§ Data provided
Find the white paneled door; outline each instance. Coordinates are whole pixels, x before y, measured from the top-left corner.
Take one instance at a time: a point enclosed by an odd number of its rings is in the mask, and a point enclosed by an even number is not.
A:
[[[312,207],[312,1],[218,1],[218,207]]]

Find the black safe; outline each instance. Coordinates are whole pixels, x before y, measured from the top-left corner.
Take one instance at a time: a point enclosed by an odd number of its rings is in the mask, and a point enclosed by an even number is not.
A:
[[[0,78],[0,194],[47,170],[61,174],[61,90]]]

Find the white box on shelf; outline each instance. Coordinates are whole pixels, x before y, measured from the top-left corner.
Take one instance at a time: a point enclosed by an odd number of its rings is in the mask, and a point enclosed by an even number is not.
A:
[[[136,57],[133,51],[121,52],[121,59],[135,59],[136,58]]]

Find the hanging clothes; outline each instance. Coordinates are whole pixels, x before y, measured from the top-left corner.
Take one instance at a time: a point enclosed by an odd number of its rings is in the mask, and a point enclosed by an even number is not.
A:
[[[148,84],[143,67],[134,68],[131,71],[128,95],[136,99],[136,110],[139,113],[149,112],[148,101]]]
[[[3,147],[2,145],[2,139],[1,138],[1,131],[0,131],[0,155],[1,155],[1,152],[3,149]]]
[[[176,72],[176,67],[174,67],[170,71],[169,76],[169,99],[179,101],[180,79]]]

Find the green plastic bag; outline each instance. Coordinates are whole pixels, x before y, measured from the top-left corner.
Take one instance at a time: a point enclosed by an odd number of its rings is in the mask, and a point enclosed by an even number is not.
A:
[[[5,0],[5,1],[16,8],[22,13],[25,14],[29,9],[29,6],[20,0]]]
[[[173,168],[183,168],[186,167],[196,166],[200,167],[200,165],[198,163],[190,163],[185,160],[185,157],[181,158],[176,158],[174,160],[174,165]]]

§ What needs to be done
Convert the lines from the first line above through the line containing "[[[312,207],[312,1],[218,1],[218,207]]]", both included, into a Markdown table with the columns Row and Line, omitting any blank lines.

§ Reply to the task
| Row | Line |
|---|---|
| 1 | Find the white paneled door; outline each instance. Coordinates are whole pixels, x before y, measured from the top-left corner. |
| 2 | Take one instance at a time: a point enclosed by an odd number of its rings is in the mask, and a point enclosed by an even number is not. |
| 3 | A: |
| 4 | [[[312,207],[312,1],[218,1],[218,207]]] |